**問題**
1. 自動オフロードの文書から、「以下の表は、同様の結果になる自動オフロードの環境変数と関数を示しています。 関数の詳細は、『インテル® MKL」から「自動オフロード (AO) を有効にします。」までの部分を一字一句変えずに引用してください。
2. 自動オフロードの文書で「以下の表は」で始まる段落を、主な事実を残して箇条書きに書き直してください。
3. 次の (a)〜(c) が自動オフロードの文書の内容と合っているかを、それぞれ「はい」か「いいえ」で答えてください。判断の根拠となる文書の言葉もそのまま引用してください。
(a) OFFLOAD_DEVICES が設定されていない場合、利用可能なコプロセッサーのうち一つだけが AO に使用される。
(b) OFFLOAD_DEVICES は、インテル® MKL とインテル® コンパイラーに共通の設定である。
(c) MKL_MIC_ENABLE は自動オフロードを無効にする。

インテル® MKL 11.3 ユーザーズガイド

自動オフロードの制御

以下の表は、同様の結果になる自動オフロードの環境変数と関数を示しています。 関数の詳細は、『インテル® MKL リファレンス・マニュアル』を参照してください。 ホスト CPU とインテル® Xeon Phi™ コプロセッサー間の作業の分割を制御するため、環境変数は 0 から 1 の範囲で指定された値を使用します。

環境変数

サポート関数

説明

MKL_MIC_ENABLE

mkl_mic_enable

自動オフロード (AO) を有効にします。

1

OFFLOAD_DEVICES

なし

OFFLOAD_DEVICES は、インテル® MKL とインテル® コンパイラーに共通の設定です。インテル® MKL の AO を含む、オフロードに使用するコプロセッサーのリストを指定します。

特にこの設定は、AO モードでインテル® MKL を実行する MPI アプリケーションの環境を設定するのに役立ちます。

この変数が設定されていない場合、システムで利用可能なすべてのコプロセッサーが AO に使用されます。

この環境変数は、AO を環境設定または関数呼び出しで有効にした場合に設定できます。

**記録一覧**
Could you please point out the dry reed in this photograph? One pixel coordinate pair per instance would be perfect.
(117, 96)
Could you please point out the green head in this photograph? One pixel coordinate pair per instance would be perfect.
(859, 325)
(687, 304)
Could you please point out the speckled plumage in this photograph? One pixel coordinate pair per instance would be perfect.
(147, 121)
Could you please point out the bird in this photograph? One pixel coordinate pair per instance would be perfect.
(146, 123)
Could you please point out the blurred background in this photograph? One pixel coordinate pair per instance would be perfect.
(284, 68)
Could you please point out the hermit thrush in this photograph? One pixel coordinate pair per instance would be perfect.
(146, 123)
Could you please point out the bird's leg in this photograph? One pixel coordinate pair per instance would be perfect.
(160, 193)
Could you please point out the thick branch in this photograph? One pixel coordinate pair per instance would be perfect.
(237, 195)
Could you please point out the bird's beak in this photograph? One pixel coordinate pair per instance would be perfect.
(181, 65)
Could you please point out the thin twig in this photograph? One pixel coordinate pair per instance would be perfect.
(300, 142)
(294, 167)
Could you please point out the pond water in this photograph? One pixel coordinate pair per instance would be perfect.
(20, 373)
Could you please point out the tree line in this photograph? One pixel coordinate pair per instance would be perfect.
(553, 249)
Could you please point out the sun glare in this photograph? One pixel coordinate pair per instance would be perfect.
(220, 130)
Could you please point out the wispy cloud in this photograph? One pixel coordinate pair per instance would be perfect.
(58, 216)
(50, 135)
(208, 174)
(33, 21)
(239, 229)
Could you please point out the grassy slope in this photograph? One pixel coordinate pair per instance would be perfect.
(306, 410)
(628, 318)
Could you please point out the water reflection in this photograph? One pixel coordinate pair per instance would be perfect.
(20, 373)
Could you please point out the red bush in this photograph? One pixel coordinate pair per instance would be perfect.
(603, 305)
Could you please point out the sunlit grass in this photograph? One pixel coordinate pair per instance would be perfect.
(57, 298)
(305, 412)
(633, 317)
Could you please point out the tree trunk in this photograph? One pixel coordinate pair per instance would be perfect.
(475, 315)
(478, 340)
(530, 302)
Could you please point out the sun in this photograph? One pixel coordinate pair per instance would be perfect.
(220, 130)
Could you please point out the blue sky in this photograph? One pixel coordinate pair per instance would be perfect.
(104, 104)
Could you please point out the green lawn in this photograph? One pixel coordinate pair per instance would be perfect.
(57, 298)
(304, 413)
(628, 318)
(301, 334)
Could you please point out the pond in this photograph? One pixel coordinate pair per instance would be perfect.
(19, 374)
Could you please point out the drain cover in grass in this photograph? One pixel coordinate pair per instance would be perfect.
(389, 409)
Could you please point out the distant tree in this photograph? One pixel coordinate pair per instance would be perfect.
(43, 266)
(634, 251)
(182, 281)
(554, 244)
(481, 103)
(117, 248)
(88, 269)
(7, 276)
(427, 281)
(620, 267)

**解答例**
1.
以下の表は、同様の結果になる自動オフロードの環境変数と関数を示しています。 関数の詳細は、『インテル® MKL リファレンス・マニュアル』を参照してください。 ホスト CPU とインテル® Xeon Phi™ コプロセッサー間の作業の分割を制御するため、環境変数は 0 から 1 の範囲で指定された値を使用します。

環境変数

サポート関数

説明

MKL_MIC_ENABLE

mkl_mic_enable

自動オフロード (AO) を有効にします。

2.
- 同様の結果になる自動オフロードの環境変数と関数を表で示している。
- 関数の詳細は『インテル® MKL リファレンス・マニュアル』を参照する。
- 環境変数は 0 から 1 の範囲で指定された値を使い、ホスト CPU とインテル® Xeon Phi™ コプロセッサー間の作業の分割を制御する。

3.
(a) いいえ。「この変数が設定されていない場合、システムで利用可能なすべてのコプロセッサーが AO に使用されます。」
(b) はい。「OFFLOAD_DEVICES は、インテル® MKL とインテル® コンパイラーに共通の設定です。」
(c) いいえ。「自動オフロード (AO) を有効にします。」